Frage an Sven Giegold von Uwe H. bezüglich Wirtschaft
Sehr geehrter Herr Giegold,
werden Sie sich im Fall Ihrer Wahl für eine Verschärfung der europäischen Kriterien für den Rüstungsexport und - angesichts der besonders hohen Opferzahlen durch Kleinwaffen - für ein Exportverbot von Kleinwaffen und zugehöriger Munition einsetzen? Werden Sie sich im Fall Ihrer Wahl für ein EU-Waffenembargo gegenüber den am Jemen Krieg beteiligten Staaten einsetzen? Werden Sie sich im Fall Ihrer Wahl für die völkerrechtliche Ächtung von autonomen Waffensystemen einsetzen und eine Finanzierung der Erforschung und Entwicklung solcher Systeme durch Gelder des Europäischen Verteidigungsfonds ablehnen?
Mit freundlichem Gruß,
U. H.

• [Bereitgestellte Daten]
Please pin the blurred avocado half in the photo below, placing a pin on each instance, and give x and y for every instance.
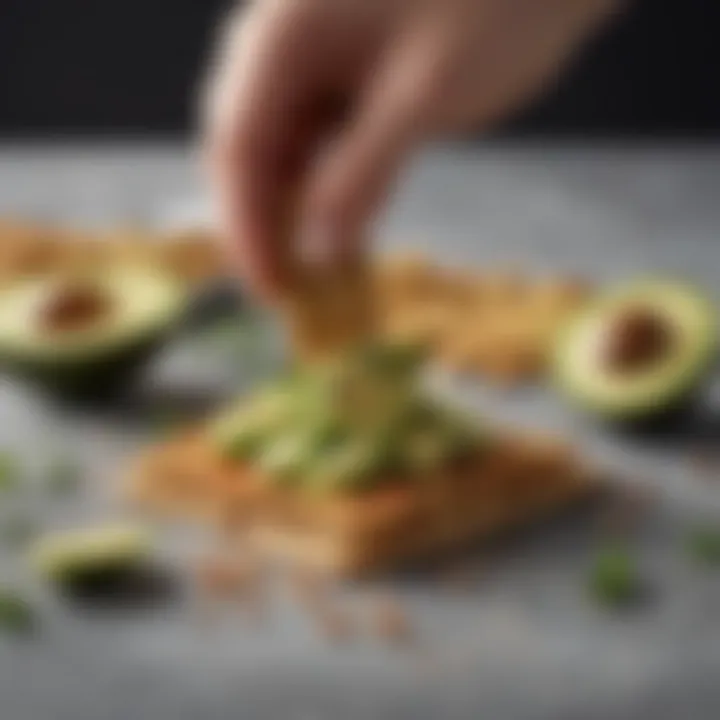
(639, 352)
(87, 335)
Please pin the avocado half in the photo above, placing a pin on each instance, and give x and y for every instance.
(681, 335)
(96, 359)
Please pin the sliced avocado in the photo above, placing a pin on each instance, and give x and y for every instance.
(639, 350)
(286, 458)
(344, 425)
(87, 335)
(79, 555)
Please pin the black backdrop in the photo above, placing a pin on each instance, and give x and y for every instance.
(129, 66)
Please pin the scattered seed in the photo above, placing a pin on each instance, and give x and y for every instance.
(627, 510)
(335, 625)
(222, 579)
(391, 623)
(309, 587)
(703, 544)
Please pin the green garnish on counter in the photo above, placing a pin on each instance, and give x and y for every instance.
(703, 544)
(8, 472)
(16, 614)
(614, 578)
(18, 530)
(64, 477)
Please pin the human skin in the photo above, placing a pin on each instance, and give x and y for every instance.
(313, 107)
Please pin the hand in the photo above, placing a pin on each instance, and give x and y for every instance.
(333, 96)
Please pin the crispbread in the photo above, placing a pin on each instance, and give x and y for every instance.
(512, 481)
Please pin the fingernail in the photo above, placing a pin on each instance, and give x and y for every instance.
(317, 246)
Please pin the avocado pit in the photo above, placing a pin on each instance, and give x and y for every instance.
(637, 339)
(75, 306)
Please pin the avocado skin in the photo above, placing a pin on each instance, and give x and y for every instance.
(673, 410)
(100, 378)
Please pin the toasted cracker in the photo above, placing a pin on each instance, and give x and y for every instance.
(514, 481)
(496, 324)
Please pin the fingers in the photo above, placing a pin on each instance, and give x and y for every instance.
(394, 116)
(254, 137)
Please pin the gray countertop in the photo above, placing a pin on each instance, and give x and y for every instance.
(524, 643)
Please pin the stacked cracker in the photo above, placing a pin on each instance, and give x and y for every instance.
(28, 249)
(514, 480)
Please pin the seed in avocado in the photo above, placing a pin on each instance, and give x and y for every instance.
(614, 579)
(16, 614)
(703, 544)
(637, 339)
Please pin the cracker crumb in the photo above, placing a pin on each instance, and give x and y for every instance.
(391, 623)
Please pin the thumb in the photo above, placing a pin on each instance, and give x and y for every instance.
(357, 171)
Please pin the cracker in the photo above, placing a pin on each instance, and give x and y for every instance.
(514, 480)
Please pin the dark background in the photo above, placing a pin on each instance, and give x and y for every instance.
(125, 67)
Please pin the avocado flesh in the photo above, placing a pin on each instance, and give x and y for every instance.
(663, 384)
(100, 358)
(80, 555)
(344, 426)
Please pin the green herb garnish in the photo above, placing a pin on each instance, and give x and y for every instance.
(614, 577)
(18, 530)
(703, 544)
(16, 614)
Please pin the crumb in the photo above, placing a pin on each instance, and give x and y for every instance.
(335, 625)
(309, 587)
(391, 623)
(627, 509)
(223, 579)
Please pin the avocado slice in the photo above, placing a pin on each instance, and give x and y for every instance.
(639, 351)
(87, 335)
(345, 424)
(81, 555)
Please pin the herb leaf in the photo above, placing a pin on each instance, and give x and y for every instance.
(16, 614)
(8, 472)
(17, 530)
(703, 544)
(63, 477)
(614, 577)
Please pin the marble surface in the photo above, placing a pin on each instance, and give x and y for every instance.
(523, 642)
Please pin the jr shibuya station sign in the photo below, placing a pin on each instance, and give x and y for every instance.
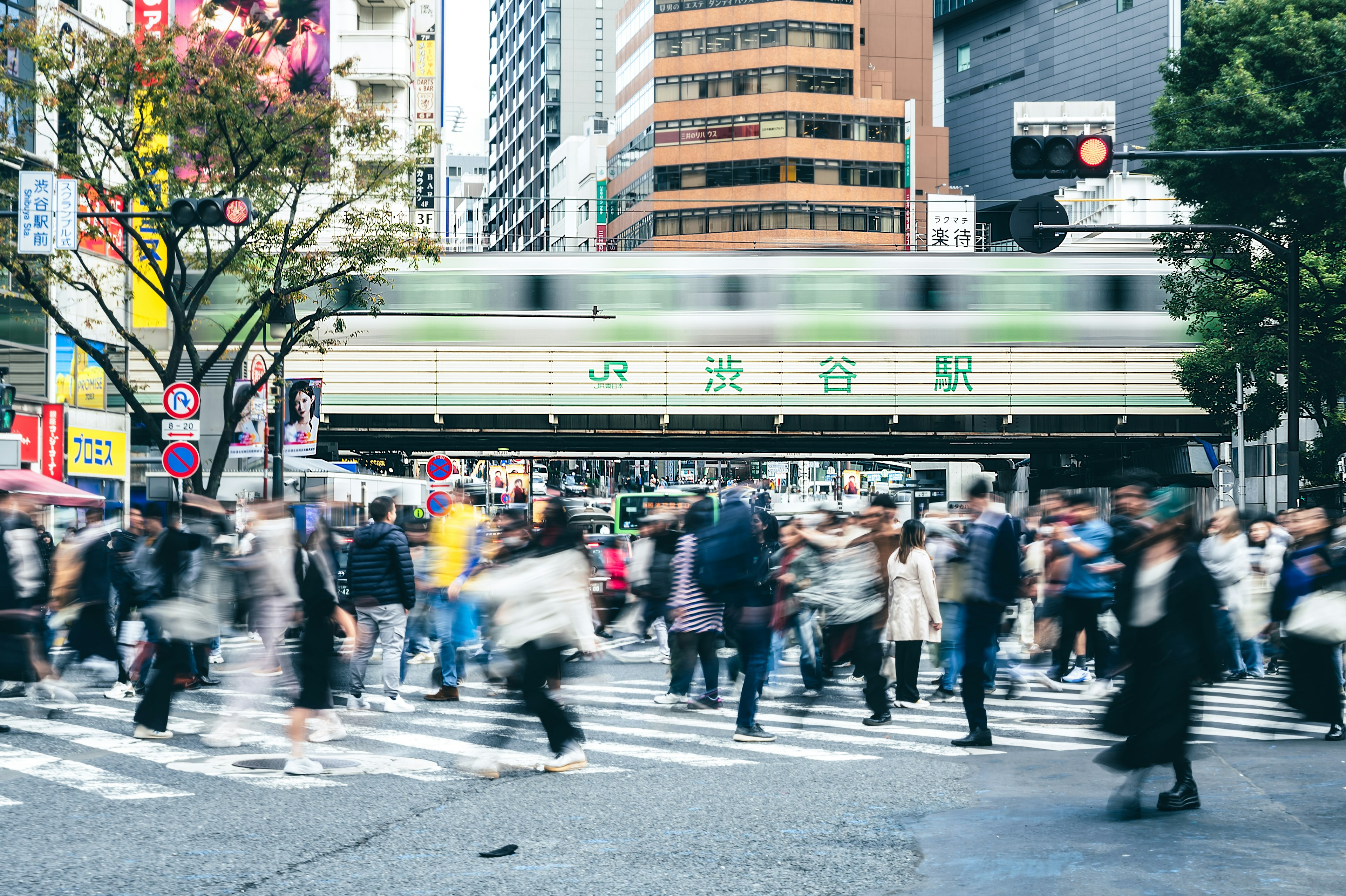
(844, 380)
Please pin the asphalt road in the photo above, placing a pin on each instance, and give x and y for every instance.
(669, 805)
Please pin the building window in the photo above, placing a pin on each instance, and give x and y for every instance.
(753, 81)
(760, 35)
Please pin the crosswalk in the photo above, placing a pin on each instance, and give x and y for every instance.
(68, 746)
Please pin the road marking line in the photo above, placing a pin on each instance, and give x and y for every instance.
(91, 779)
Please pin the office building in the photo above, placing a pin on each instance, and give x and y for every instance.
(990, 54)
(577, 200)
(772, 124)
(551, 65)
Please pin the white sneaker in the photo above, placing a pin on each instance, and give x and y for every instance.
(150, 734)
(1099, 689)
(49, 689)
(326, 731)
(397, 705)
(221, 739)
(303, 766)
(481, 766)
(569, 759)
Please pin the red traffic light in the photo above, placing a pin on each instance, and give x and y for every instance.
(239, 212)
(1094, 155)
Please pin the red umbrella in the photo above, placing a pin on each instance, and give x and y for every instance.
(46, 490)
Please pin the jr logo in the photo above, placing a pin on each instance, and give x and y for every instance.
(609, 369)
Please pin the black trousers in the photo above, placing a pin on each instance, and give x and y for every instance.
(1081, 614)
(906, 657)
(540, 666)
(980, 630)
(690, 646)
(173, 658)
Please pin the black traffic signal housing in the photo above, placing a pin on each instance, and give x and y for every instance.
(1061, 157)
(6, 402)
(210, 212)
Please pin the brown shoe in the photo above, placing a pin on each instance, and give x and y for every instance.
(443, 693)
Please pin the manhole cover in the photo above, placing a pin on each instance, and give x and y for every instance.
(277, 763)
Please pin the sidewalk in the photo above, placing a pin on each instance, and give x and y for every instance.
(1272, 820)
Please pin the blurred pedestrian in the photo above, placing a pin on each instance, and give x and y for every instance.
(542, 599)
(991, 584)
(913, 611)
(1312, 566)
(698, 621)
(1225, 553)
(324, 620)
(383, 587)
(1165, 603)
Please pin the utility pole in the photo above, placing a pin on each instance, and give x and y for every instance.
(1239, 410)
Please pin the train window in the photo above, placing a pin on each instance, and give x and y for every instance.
(1118, 296)
(928, 294)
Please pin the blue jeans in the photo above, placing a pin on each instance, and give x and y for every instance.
(951, 646)
(811, 668)
(754, 646)
(454, 625)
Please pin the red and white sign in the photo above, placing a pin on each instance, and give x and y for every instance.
(29, 428)
(151, 18)
(182, 400)
(53, 442)
(181, 459)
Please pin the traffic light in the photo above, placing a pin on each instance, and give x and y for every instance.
(6, 402)
(1061, 157)
(210, 213)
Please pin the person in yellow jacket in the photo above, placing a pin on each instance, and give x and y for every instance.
(453, 553)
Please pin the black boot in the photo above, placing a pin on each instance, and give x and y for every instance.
(1184, 793)
(980, 738)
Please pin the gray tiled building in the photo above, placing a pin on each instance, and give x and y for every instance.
(990, 54)
(548, 76)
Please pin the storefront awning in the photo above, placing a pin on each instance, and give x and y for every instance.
(46, 490)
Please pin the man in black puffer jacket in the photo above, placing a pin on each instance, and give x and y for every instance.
(383, 587)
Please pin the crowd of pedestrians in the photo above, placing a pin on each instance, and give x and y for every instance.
(1138, 606)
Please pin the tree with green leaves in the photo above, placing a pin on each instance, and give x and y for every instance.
(1260, 75)
(142, 120)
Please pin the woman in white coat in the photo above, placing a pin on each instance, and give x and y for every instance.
(913, 611)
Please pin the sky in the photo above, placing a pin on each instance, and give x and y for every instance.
(466, 72)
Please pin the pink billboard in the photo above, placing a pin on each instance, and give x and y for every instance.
(293, 35)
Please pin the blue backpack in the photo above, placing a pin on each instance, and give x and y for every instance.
(726, 551)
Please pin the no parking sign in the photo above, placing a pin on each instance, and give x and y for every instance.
(181, 459)
(439, 469)
(438, 504)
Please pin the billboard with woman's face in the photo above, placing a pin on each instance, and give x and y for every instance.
(303, 410)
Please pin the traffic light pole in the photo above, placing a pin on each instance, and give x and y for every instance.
(1287, 253)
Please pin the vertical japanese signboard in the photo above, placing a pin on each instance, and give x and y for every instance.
(909, 169)
(426, 112)
(37, 218)
(601, 206)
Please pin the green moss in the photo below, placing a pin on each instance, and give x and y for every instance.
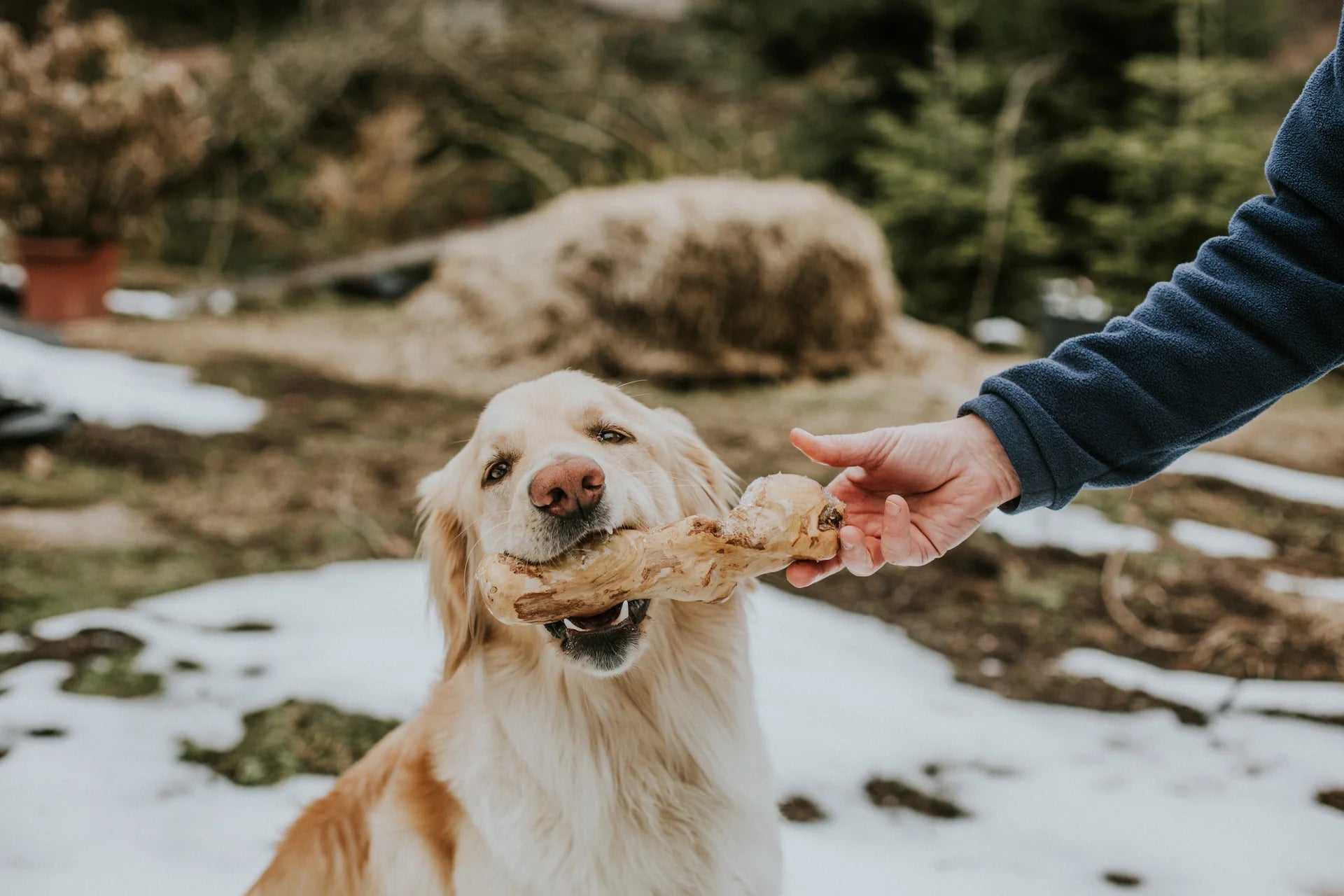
(295, 738)
(102, 663)
(112, 676)
(69, 484)
(45, 583)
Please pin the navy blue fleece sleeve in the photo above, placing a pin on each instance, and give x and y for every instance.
(1257, 315)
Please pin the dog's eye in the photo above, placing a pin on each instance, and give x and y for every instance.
(496, 472)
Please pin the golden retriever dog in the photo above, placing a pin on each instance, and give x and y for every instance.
(617, 754)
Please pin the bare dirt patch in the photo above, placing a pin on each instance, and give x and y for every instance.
(800, 809)
(1332, 798)
(102, 663)
(890, 793)
(295, 738)
(101, 526)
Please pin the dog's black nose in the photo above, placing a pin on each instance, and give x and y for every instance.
(568, 488)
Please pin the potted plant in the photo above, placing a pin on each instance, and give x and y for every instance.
(92, 131)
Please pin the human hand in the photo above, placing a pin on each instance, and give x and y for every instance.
(911, 492)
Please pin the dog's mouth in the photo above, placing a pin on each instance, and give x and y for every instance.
(622, 617)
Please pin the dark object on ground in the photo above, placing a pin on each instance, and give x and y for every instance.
(1123, 879)
(27, 328)
(13, 279)
(897, 794)
(22, 422)
(386, 285)
(802, 811)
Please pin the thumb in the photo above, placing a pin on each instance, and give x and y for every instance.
(835, 450)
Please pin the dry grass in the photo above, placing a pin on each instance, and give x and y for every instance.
(691, 280)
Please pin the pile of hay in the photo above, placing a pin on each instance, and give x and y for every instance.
(694, 280)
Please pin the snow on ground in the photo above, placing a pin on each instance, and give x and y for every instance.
(116, 390)
(1294, 485)
(1307, 586)
(1208, 692)
(1077, 528)
(1219, 542)
(1057, 796)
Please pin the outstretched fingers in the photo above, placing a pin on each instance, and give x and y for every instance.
(834, 450)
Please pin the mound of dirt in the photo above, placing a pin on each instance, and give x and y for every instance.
(692, 280)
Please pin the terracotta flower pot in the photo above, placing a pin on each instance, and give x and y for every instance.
(67, 279)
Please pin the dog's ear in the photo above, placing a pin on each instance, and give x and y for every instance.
(445, 543)
(705, 482)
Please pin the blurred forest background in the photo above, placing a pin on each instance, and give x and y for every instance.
(997, 144)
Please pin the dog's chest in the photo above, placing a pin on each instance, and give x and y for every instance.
(615, 808)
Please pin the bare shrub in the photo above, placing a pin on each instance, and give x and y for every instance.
(92, 128)
(687, 280)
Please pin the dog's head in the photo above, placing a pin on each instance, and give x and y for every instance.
(552, 463)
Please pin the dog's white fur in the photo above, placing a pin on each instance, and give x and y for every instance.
(528, 773)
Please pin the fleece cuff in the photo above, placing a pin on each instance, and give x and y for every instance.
(1038, 485)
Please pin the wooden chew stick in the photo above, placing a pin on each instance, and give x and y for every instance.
(780, 519)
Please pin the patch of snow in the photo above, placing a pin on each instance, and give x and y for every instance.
(1077, 528)
(1218, 542)
(116, 390)
(1057, 796)
(1294, 485)
(1203, 691)
(999, 332)
(1329, 590)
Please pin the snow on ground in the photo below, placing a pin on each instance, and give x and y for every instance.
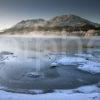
(82, 93)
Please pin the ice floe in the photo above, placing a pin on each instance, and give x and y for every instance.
(90, 66)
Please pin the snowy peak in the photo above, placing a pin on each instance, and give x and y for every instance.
(69, 20)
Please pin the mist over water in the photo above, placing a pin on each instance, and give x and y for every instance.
(28, 63)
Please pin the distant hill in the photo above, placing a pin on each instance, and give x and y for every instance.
(65, 23)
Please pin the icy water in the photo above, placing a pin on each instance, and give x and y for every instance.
(46, 64)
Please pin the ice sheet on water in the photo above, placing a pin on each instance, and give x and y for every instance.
(69, 61)
(90, 66)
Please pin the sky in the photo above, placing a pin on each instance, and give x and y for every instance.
(13, 11)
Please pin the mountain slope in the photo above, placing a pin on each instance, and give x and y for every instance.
(68, 23)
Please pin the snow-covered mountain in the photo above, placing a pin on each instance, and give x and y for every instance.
(58, 23)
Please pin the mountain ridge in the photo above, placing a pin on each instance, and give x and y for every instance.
(67, 23)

• [Zu erledigen]
**1.** Gib die Frage an Sven Giegold vollständig und unverändert wieder.
**2.** Zähle, wie viele Zeilen der Einträge die Zeichenfolge „white“ enthalten, und nenne nur die Zahl.

• [Antworten]
**1.**
Frage an Sven Giegold von Uwe H. bezüglich Wirtschaft
Sehr geehrter Herr Giegold,
werden Sie sich im Fall Ihrer Wahl für eine Verschärfung der europäischen Kriterien für den Rüstungsexport und - angesichts der besonders hohen Opferzahlen durch Kleinwaffen - für ein Exportverbot von Kleinwaffen und zugehöriger Munition einsetzen? Werden Sie sich im Fall Ihrer Wahl für ein EU-Waffenembargo gegenüber den am Jemen Krieg beteiligten Staaten einsetzen? Werden Sie sich im Fall Ihrer Wahl für die völkerrechtliche Ächtung von autonomen Waffensystemen einsetzen und eine Finanzierung der Erforschung und Entwicklung solcher Systeme durch Gelder des Europäischen Verteidigungsfonds ablehnen?
Mit freundlichem Gruß,
U. H.

**2.** 4